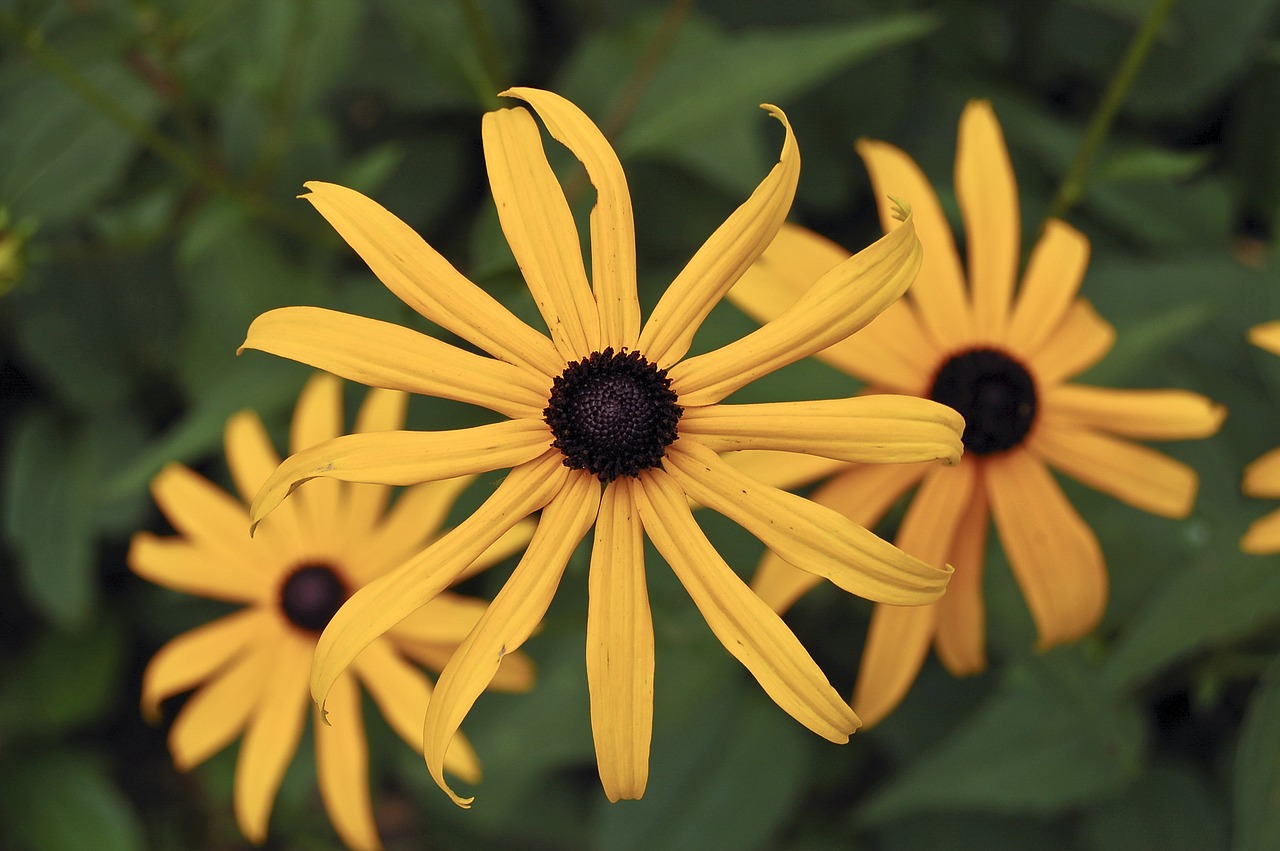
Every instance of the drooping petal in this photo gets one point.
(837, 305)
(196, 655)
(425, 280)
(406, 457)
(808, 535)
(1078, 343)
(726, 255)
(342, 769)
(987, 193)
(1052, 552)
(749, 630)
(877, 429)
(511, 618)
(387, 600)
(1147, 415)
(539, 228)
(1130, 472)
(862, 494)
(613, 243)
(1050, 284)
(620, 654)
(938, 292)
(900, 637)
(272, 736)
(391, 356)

==

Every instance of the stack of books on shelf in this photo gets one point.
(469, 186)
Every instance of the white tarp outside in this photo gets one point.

Goal of the exercise
Can you lay out everything from the line containing "Every instance of the stack" down to the line containing "Every instance of the white" in the entries above as a Markdown table with the columns Row and Line, numbering each row and leaving out blank lines?

Solution to this exercise
| Row | Line |
|---|---|
| 1 | Every instance of the stack of books on shelf in this photo gets one point. |
| 2 | (469, 186) |
| 3 | Every instance of the white tarp outside in this photo gets one point. |